Saved entries

----

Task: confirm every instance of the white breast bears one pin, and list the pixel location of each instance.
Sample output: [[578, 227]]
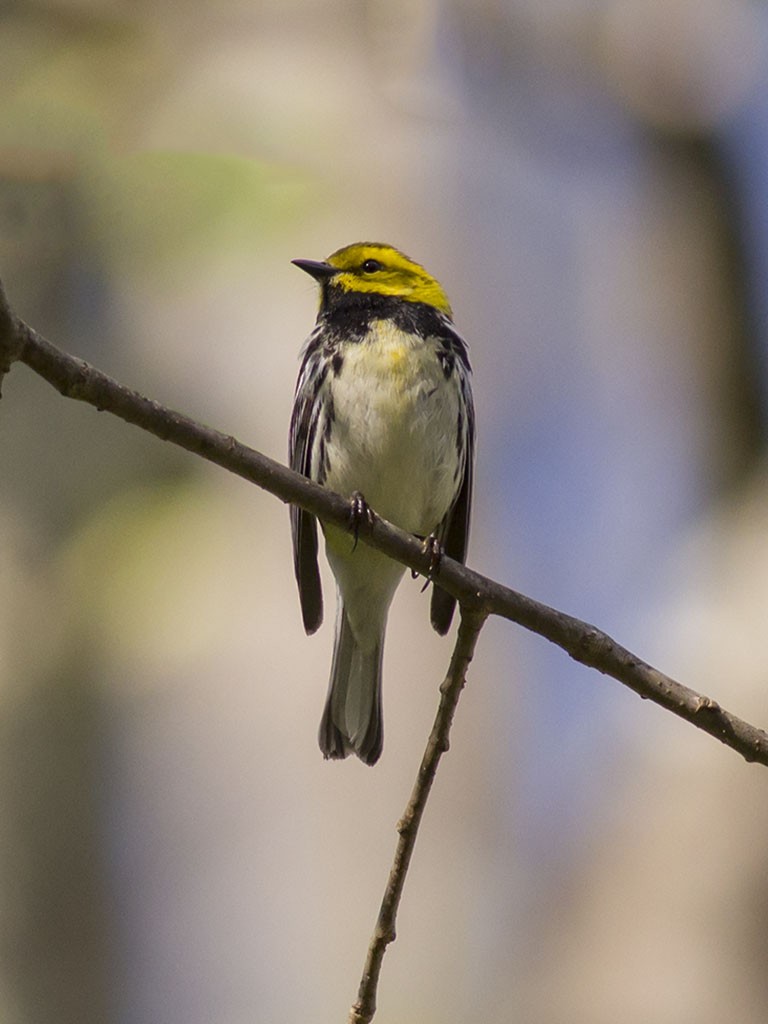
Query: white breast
[[394, 430]]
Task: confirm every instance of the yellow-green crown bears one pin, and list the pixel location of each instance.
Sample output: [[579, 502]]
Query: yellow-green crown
[[381, 269]]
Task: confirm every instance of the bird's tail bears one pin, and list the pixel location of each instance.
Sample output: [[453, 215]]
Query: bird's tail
[[352, 720]]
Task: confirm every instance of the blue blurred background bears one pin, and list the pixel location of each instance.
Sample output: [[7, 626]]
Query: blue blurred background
[[588, 180]]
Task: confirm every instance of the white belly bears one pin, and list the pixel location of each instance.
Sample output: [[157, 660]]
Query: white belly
[[394, 432]]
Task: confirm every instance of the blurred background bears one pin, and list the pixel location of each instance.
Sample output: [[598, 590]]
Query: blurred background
[[588, 180]]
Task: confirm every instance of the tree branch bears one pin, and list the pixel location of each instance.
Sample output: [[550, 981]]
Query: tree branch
[[384, 933], [76, 379], [477, 596]]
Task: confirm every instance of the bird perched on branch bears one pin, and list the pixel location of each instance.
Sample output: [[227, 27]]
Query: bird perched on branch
[[382, 413]]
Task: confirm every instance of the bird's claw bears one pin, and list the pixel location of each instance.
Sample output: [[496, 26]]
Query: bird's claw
[[432, 547], [359, 514]]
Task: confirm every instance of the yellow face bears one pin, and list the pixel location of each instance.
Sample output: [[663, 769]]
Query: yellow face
[[371, 266]]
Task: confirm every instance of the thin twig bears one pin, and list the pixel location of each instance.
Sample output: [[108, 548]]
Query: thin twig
[[384, 933], [585, 643]]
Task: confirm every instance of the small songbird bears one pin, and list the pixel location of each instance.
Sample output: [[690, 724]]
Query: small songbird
[[382, 413]]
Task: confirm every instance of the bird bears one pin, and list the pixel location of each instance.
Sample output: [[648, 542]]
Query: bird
[[383, 414]]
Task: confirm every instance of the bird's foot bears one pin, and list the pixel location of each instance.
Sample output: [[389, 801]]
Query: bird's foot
[[360, 514], [432, 547]]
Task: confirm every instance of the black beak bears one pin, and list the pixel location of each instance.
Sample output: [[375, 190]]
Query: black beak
[[321, 271]]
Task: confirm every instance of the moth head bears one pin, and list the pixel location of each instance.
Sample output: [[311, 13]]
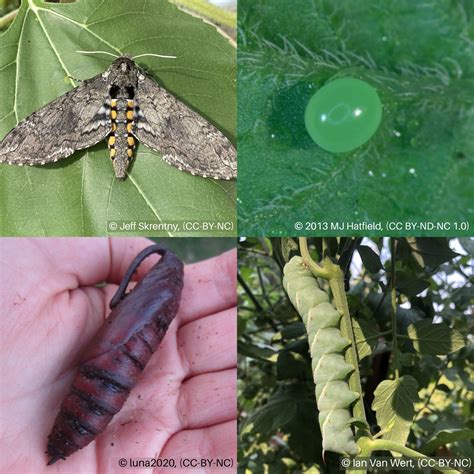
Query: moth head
[[123, 74]]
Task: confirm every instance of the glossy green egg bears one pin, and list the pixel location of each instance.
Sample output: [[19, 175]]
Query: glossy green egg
[[343, 114]]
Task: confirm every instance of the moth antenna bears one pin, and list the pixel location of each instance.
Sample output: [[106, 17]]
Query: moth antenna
[[98, 52], [156, 55]]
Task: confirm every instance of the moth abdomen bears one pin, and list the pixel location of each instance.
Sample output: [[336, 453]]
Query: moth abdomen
[[121, 141]]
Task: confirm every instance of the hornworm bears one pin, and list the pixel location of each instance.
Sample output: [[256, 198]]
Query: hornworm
[[121, 105], [118, 354], [327, 347]]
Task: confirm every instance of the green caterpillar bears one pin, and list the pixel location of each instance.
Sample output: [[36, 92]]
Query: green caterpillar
[[327, 347]]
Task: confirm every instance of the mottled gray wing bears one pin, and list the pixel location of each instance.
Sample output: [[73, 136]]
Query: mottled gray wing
[[71, 122], [184, 138]]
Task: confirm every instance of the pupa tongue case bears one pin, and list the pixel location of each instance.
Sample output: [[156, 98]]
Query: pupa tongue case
[[343, 114]]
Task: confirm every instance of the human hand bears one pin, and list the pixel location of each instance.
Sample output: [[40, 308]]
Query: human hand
[[184, 403]]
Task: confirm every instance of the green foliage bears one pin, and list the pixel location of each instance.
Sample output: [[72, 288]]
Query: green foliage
[[434, 339], [39, 61], [429, 404], [394, 405], [416, 167]]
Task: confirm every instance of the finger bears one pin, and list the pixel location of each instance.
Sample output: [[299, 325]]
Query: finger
[[209, 287], [209, 344], [219, 441], [208, 399]]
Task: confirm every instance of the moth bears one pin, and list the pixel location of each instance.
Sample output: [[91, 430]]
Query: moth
[[116, 357], [121, 105], [327, 347]]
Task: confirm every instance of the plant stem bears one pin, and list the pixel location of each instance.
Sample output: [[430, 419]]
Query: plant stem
[[316, 270], [393, 292]]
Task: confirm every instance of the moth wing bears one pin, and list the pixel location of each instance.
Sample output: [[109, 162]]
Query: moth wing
[[184, 138], [75, 120]]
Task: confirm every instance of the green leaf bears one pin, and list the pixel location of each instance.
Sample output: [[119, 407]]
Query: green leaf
[[255, 352], [394, 406], [79, 195], [365, 333], [293, 331], [292, 366], [445, 437], [285, 178], [434, 339], [434, 252], [281, 408], [369, 258], [410, 286]]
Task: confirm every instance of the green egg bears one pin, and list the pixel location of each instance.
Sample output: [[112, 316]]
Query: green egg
[[343, 114]]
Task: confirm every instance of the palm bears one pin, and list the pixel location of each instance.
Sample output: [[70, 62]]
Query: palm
[[185, 396]]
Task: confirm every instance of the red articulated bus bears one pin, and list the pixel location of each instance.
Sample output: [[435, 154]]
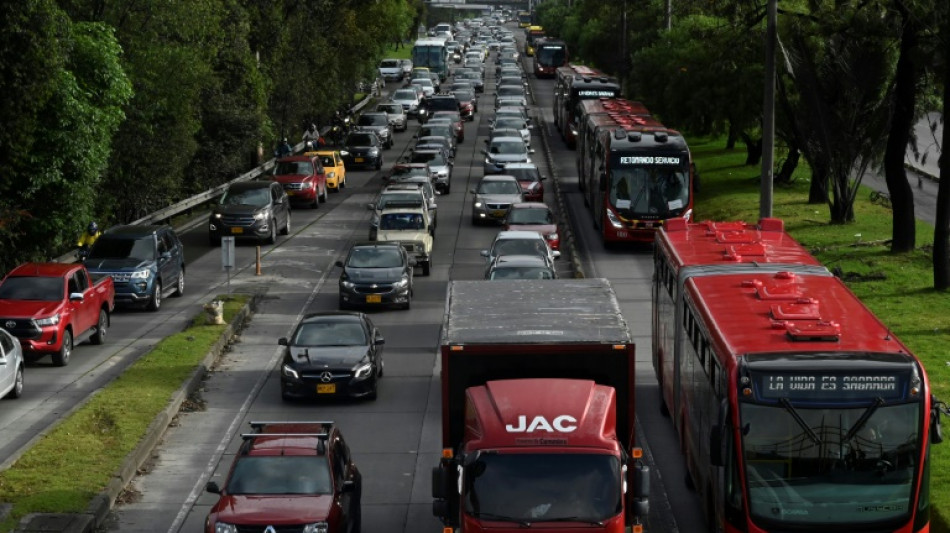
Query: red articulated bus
[[574, 83], [797, 409], [637, 175]]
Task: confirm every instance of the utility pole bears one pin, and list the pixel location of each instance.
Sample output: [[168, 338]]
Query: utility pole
[[768, 115]]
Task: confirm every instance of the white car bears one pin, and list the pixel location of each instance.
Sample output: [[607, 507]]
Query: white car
[[11, 366]]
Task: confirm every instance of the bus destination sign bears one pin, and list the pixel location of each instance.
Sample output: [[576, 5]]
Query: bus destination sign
[[824, 386]]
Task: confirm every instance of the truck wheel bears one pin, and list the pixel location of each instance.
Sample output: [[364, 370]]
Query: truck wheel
[[101, 327], [61, 358], [156, 300], [180, 284], [17, 389]]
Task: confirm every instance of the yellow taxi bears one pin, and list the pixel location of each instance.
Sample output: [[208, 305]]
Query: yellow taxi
[[332, 163]]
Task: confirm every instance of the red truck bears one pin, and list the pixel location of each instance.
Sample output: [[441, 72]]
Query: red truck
[[51, 307], [538, 410]]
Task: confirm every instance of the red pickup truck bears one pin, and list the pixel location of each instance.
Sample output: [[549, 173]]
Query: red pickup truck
[[50, 307]]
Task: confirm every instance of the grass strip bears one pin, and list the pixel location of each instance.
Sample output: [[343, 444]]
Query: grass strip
[[77, 459], [898, 288]]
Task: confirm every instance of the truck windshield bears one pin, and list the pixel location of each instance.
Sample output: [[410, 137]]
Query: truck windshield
[[42, 289], [809, 466], [661, 191], [543, 487], [142, 249]]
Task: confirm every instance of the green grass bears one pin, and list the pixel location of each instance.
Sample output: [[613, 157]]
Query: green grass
[[898, 288], [75, 461]]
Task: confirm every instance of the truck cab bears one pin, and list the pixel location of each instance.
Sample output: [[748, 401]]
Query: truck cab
[[408, 224]]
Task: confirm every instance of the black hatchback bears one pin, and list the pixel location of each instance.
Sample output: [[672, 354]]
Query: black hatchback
[[332, 354], [250, 209]]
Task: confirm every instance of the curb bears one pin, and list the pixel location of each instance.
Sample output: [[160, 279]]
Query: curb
[[98, 509]]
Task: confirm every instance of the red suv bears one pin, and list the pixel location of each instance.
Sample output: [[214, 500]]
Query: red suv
[[289, 476], [303, 179]]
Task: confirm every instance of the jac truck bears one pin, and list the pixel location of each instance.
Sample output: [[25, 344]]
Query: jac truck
[[51, 307], [538, 410]]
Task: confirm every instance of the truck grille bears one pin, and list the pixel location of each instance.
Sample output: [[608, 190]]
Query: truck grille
[[22, 328]]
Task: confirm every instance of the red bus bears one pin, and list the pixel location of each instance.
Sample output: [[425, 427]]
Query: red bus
[[587, 128], [639, 176], [549, 55], [574, 83], [797, 409]]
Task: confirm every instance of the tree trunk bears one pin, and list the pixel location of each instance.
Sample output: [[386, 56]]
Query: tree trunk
[[942, 220], [903, 225], [788, 166]]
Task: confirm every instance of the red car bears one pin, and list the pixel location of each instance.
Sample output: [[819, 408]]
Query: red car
[[51, 307], [534, 216], [289, 476], [455, 118], [303, 179]]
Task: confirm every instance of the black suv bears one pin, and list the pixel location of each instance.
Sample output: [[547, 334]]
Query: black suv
[[145, 262], [437, 102], [376, 274], [250, 209], [289, 476]]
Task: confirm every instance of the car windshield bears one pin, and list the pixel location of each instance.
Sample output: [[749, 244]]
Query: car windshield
[[373, 120], [252, 197], [519, 247], [285, 168], [499, 187], [508, 147], [538, 487], [42, 289], [531, 216], [401, 221], [330, 334], [107, 247], [511, 272], [280, 474], [361, 139]]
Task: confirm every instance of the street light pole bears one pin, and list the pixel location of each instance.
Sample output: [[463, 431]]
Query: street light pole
[[768, 115]]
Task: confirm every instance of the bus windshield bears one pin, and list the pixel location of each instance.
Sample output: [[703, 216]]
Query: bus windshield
[[543, 487], [662, 191], [830, 465]]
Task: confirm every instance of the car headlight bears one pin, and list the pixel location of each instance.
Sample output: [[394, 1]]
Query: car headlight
[[362, 371], [612, 217], [319, 527], [289, 371], [48, 321]]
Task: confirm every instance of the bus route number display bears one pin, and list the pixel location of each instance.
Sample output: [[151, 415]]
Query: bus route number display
[[819, 386]]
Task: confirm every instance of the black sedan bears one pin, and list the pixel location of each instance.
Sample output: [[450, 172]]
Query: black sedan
[[376, 274], [333, 354]]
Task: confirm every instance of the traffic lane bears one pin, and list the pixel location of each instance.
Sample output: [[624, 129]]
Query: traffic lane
[[409, 357], [674, 507]]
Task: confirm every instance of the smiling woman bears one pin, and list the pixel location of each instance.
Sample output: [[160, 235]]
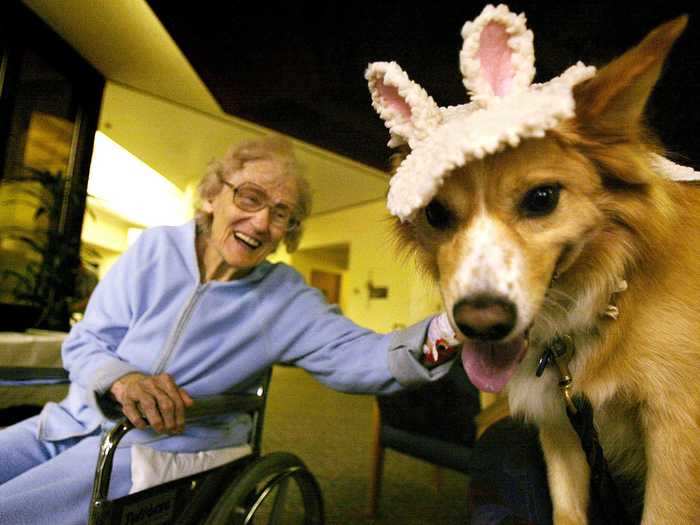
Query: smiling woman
[[252, 199], [195, 310]]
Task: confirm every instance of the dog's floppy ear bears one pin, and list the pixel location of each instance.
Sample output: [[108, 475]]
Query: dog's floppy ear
[[407, 110], [497, 56], [612, 103]]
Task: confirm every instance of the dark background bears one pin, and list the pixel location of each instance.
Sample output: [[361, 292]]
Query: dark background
[[299, 67]]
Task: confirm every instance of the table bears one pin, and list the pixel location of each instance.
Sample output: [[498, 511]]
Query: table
[[35, 353]]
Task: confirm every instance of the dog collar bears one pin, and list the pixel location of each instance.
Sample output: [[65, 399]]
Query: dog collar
[[560, 350]]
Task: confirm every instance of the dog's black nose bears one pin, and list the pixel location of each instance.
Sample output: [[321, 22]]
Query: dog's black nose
[[485, 317]]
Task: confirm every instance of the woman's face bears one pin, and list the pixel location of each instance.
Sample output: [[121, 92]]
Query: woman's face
[[243, 239]]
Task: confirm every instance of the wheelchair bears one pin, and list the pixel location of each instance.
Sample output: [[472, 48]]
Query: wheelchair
[[275, 488]]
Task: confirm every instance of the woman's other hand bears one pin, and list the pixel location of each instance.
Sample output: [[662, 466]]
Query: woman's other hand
[[152, 400]]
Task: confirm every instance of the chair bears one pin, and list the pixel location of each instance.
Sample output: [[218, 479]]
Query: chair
[[243, 491], [434, 422]]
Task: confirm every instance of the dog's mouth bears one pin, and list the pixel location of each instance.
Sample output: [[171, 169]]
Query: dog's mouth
[[490, 365]]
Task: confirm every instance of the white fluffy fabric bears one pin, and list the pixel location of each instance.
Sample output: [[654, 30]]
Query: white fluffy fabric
[[468, 133], [505, 107], [150, 467]]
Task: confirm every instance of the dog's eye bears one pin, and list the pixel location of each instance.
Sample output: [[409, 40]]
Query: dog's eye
[[541, 200], [437, 215]]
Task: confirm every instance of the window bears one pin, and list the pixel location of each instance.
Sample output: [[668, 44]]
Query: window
[[49, 102]]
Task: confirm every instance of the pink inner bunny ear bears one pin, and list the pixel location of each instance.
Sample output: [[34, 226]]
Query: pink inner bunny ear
[[391, 98], [495, 57]]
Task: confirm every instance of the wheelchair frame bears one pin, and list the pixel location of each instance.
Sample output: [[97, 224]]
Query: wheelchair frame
[[232, 493]]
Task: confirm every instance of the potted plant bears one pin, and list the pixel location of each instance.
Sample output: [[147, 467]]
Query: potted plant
[[47, 282]]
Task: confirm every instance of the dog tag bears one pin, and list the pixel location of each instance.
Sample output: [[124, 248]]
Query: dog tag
[[545, 360]]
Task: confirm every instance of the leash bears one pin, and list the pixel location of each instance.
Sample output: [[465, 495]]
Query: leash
[[605, 499]]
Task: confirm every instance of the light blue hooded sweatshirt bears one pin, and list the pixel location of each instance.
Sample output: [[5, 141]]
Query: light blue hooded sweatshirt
[[151, 314]]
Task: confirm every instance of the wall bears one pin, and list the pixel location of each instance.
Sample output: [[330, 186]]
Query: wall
[[372, 256]]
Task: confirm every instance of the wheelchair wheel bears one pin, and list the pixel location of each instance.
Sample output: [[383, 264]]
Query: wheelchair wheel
[[274, 489]]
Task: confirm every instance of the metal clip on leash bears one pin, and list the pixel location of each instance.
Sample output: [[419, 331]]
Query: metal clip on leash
[[560, 351]]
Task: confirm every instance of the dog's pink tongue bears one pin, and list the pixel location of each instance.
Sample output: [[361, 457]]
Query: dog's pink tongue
[[490, 365]]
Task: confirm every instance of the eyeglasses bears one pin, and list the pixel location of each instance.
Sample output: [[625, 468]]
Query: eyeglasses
[[251, 197]]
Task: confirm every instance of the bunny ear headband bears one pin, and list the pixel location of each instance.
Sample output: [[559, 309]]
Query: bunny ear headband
[[497, 61]]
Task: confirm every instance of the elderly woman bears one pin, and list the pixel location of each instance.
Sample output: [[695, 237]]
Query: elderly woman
[[192, 311]]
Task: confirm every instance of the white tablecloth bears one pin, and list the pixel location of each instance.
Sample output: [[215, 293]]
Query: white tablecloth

----

Instructions to follow » Track down all lines above with the string "tablecloth" and copy them.

Written answer »
Task: confirm every instance of the white tablecloth bears one pin, and list the pixel location of each instance.
Query: white tablecloth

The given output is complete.